Data section start
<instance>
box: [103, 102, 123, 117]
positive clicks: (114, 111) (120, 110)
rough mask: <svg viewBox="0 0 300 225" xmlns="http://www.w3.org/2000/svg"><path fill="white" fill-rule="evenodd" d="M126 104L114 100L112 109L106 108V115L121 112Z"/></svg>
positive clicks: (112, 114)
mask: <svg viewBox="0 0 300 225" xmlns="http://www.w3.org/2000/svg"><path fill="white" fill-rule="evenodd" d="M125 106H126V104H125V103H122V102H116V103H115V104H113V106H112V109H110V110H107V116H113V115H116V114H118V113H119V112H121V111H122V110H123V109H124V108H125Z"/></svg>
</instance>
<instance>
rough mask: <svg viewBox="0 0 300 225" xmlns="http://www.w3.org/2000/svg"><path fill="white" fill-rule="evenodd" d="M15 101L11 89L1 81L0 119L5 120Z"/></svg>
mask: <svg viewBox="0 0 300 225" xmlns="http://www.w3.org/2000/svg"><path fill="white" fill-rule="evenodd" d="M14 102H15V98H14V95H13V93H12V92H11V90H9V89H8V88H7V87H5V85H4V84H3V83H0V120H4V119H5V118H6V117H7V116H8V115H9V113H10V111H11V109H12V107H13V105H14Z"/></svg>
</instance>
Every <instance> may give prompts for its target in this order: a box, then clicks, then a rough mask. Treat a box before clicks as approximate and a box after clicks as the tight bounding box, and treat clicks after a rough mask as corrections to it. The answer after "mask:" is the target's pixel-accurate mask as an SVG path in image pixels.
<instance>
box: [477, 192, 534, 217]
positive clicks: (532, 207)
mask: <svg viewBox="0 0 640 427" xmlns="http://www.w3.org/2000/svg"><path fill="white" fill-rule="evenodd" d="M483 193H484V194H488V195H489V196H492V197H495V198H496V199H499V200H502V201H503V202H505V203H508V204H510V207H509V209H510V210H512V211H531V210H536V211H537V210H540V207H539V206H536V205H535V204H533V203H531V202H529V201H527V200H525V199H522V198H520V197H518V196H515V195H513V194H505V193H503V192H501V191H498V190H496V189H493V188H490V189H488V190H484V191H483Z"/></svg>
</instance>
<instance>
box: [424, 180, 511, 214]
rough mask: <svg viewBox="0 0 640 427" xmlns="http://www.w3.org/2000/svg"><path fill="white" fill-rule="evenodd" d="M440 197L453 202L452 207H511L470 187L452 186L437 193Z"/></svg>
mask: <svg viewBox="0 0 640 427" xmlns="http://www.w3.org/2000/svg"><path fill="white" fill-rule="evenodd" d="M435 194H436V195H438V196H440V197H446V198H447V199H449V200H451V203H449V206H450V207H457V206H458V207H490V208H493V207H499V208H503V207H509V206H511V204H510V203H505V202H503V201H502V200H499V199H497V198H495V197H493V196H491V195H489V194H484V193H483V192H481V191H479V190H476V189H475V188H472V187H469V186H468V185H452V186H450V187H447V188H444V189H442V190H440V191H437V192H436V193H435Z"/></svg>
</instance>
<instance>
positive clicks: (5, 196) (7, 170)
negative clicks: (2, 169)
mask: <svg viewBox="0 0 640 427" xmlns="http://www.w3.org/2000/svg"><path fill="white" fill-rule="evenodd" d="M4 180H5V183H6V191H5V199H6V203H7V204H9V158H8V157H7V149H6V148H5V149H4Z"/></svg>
Data section end
## What is required
Turn all of the lines above into a numbered list, leaving out any blank lines.

## Answer to this task
1. <instance>
2. box: [103, 102, 123, 117]
3. positive clicks: (114, 111) (120, 110)
4. rough mask: <svg viewBox="0 0 300 225" xmlns="http://www.w3.org/2000/svg"><path fill="white" fill-rule="evenodd" d="M126 104L114 100L112 109L106 108V115L121 112Z"/></svg>
5. positive clicks: (112, 114)
6. mask: <svg viewBox="0 0 300 225" xmlns="http://www.w3.org/2000/svg"><path fill="white" fill-rule="evenodd" d="M125 106H126V104H125V103H122V102H116V103H115V104H113V106H112V109H110V110H107V116H113V115H116V114H118V113H119V112H121V111H122V110H123V109H124V108H125Z"/></svg>
7. </instance>
8. <instance>
9. rough mask: <svg viewBox="0 0 300 225" xmlns="http://www.w3.org/2000/svg"><path fill="white" fill-rule="evenodd" d="M15 101L11 89L1 81L0 119L5 120Z"/></svg>
10. mask: <svg viewBox="0 0 300 225" xmlns="http://www.w3.org/2000/svg"><path fill="white" fill-rule="evenodd" d="M14 102H15V98H14V95H13V93H12V92H11V90H9V89H8V88H7V87H5V85H4V84H3V83H0V120H4V119H5V118H6V117H7V116H8V115H9V113H10V111H11V109H12V107H13V105H14Z"/></svg>
11. </instance>
12. Every <instance> may give prompts for its target in this order: a box, then clicks, then a rough mask. Treat a box before clicks as approximate and a box after clicks as the tight bounding box, and treat clicks after a rough mask as corrections to it. The answer after "mask:" is the target's pixel-accurate mask as an SVG path in image pixels.
13. <instance>
14. box: [477, 192, 534, 217]
15. positive clicks: (532, 207)
16. mask: <svg viewBox="0 0 640 427" xmlns="http://www.w3.org/2000/svg"><path fill="white" fill-rule="evenodd" d="M483 193H484V194H488V195H489V196H492V197H495V198H496V199H499V200H502V201H503V202H505V203H508V204H510V207H509V209H510V210H512V211H531V210H536V211H537V210H540V207H539V206H536V205H535V204H533V203H531V202H529V201H527V200H525V199H522V198H520V197H518V196H515V195H513V194H505V193H503V192H501V191H498V190H496V189H493V188H490V189H488V190H484V191H483Z"/></svg>
17. </instance>
18. <instance>
19. box: [424, 180, 511, 214]
20. rough mask: <svg viewBox="0 0 640 427" xmlns="http://www.w3.org/2000/svg"><path fill="white" fill-rule="evenodd" d="M440 197L453 202L452 207H511L470 187L452 186L437 193Z"/></svg>
21. mask: <svg viewBox="0 0 640 427" xmlns="http://www.w3.org/2000/svg"><path fill="white" fill-rule="evenodd" d="M435 194H436V195H438V196H440V197H446V198H447V199H449V200H451V203H449V206H450V207H457V206H458V207H490V208H493V207H499V208H503V207H509V206H511V204H510V203H505V202H503V201H502V200H499V199H497V198H495V197H493V196H491V195H489V194H484V193H483V192H481V191H479V190H476V189H475V188H472V187H469V186H468V185H452V186H450V187H447V188H444V189H442V190H440V191H437V192H436V193H435Z"/></svg>
22. </instance>
23. <instance>
24. positive clicks: (5, 196) (7, 170)
25. negative clicks: (2, 169)
26. mask: <svg viewBox="0 0 640 427" xmlns="http://www.w3.org/2000/svg"><path fill="white" fill-rule="evenodd" d="M4 180H5V183H6V191H5V199H6V203H7V204H9V158H8V157H7V149H6V148H5V149H4Z"/></svg>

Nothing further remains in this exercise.